▶ _YOUR INSTRUCTIONS_: Pick out and copy every line in the records below that has the word "blue" in it. Case counts.

## START

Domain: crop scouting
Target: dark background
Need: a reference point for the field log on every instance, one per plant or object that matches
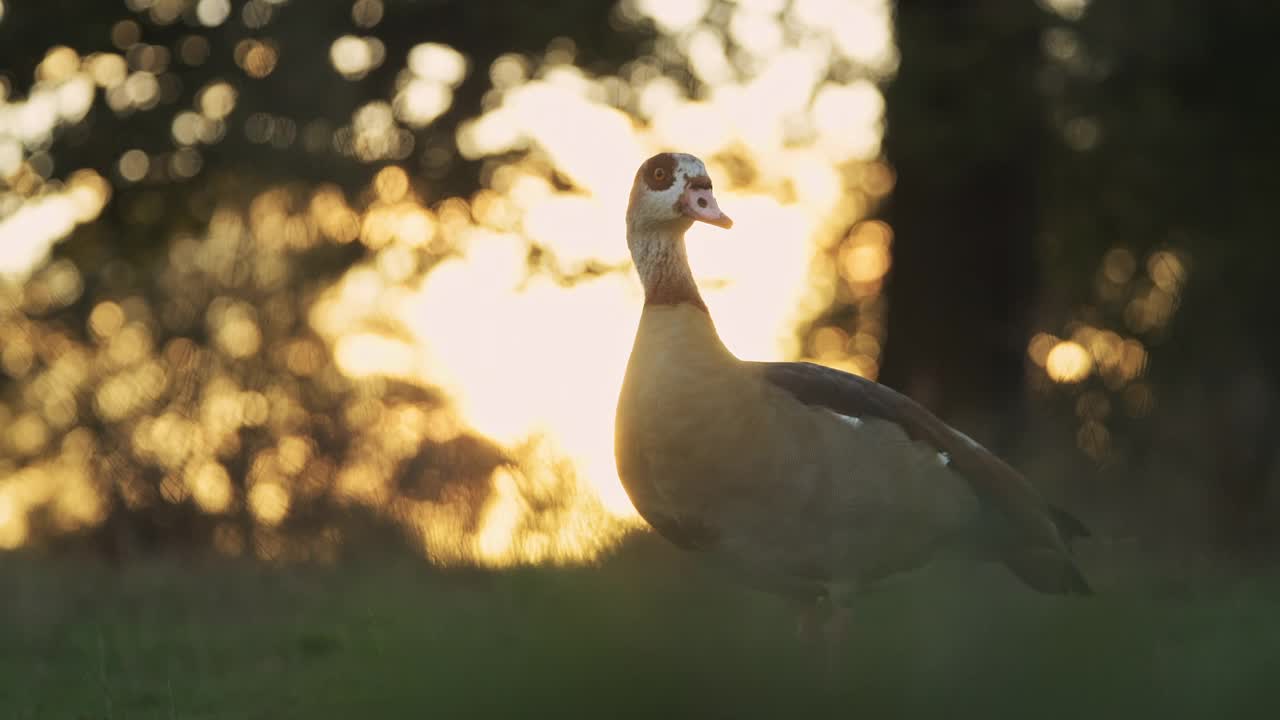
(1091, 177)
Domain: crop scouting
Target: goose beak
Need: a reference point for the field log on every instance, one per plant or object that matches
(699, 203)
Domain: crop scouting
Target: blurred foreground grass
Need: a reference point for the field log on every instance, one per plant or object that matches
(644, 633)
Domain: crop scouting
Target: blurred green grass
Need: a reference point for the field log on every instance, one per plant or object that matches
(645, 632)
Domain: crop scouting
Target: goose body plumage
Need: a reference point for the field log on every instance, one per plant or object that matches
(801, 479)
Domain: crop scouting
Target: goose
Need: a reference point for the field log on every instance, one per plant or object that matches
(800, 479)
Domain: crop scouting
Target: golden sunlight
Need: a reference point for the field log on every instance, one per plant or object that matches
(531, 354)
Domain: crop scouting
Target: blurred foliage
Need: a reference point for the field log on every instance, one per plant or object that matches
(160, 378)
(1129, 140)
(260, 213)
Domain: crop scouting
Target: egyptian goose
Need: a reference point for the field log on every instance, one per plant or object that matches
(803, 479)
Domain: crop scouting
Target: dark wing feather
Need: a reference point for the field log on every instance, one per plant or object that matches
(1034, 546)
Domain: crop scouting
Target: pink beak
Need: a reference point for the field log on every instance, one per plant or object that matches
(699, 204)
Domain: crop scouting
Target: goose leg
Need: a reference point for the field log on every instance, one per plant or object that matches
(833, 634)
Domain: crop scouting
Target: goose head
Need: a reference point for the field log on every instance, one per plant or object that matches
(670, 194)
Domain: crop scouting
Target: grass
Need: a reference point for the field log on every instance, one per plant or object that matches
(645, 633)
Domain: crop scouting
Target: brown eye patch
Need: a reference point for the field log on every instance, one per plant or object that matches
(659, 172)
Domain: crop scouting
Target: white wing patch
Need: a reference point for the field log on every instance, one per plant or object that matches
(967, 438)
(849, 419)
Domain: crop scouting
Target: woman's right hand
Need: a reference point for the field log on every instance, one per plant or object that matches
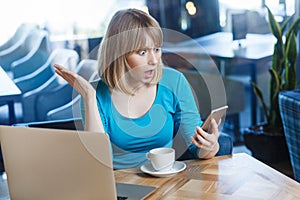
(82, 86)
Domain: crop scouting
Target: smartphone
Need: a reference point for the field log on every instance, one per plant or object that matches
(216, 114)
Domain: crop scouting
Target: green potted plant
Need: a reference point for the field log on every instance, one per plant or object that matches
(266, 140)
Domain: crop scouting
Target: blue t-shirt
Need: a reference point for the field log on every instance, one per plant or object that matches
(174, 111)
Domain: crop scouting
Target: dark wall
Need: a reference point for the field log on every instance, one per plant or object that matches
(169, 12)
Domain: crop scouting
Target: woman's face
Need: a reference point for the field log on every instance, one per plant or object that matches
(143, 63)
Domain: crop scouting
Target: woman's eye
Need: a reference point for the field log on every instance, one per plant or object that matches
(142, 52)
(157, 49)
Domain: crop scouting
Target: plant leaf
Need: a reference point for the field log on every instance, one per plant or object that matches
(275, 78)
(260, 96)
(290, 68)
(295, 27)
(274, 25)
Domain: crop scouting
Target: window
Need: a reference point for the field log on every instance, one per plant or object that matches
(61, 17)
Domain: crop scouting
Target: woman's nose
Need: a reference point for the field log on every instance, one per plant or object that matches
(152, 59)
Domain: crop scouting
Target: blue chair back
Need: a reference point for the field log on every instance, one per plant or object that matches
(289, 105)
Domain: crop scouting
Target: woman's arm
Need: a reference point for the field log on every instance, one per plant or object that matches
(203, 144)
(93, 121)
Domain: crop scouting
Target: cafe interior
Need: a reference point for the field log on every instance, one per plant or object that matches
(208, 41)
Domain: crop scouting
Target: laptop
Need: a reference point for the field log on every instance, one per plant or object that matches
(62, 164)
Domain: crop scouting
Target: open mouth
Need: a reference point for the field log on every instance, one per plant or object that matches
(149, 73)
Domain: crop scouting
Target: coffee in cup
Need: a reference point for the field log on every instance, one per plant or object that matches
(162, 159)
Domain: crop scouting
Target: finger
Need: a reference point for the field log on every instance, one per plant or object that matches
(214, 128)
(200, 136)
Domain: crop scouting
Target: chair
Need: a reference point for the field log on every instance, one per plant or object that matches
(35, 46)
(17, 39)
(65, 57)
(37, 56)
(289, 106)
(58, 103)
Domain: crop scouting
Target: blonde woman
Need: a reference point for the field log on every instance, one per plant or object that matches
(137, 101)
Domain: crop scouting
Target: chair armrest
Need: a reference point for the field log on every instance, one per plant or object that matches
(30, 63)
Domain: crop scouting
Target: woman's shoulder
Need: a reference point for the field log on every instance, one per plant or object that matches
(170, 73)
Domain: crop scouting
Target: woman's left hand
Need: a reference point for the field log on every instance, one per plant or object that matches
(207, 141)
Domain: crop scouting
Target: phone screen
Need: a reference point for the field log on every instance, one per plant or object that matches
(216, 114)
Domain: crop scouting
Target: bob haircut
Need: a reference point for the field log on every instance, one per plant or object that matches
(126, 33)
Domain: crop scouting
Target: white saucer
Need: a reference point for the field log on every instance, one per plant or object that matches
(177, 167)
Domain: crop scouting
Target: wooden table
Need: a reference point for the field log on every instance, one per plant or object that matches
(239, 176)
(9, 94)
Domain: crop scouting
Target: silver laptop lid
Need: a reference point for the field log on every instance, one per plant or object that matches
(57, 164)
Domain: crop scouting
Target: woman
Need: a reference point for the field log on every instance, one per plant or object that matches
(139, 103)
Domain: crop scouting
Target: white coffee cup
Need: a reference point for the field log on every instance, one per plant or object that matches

## END

▶ _RESPONSE_:
Target: blue t-shirt
Target: blue chair back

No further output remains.